### STORED DATA:
"""

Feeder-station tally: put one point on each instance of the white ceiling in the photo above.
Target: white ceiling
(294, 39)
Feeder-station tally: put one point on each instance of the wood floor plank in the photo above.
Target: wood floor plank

"""
"""

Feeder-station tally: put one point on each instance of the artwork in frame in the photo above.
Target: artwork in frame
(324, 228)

"""
"""

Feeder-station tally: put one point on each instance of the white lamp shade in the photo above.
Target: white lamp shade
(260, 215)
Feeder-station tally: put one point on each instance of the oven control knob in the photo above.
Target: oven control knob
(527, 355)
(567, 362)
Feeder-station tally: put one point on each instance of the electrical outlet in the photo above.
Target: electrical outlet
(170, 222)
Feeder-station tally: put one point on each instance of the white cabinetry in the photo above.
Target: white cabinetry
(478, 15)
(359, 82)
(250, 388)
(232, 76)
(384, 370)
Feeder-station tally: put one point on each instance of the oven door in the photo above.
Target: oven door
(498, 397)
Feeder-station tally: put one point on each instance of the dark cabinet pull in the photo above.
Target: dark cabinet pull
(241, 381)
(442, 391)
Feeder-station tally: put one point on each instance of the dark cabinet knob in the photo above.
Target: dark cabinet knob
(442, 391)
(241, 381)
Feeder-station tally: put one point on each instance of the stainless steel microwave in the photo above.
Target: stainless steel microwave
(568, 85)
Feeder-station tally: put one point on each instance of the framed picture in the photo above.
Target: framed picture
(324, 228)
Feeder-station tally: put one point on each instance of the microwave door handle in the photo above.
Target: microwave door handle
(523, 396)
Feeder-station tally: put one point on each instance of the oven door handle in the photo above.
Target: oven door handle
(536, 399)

"""

### SET EXERCISE:
Extract verbatim the lines of the records above, beginning with the line that contains "ceiling in the photo above." and ending with the line that contains "Target: wood floor plank", both lines included.

### FINISHED EXERCISE:
Feeder-station tally: put one point on each instance of the white ceiling in the photo above.
Target: white ceiling
(294, 39)
Feeder-station tally: put one point on each instance of the wood floor plank in the photo above.
Target: wood floor plank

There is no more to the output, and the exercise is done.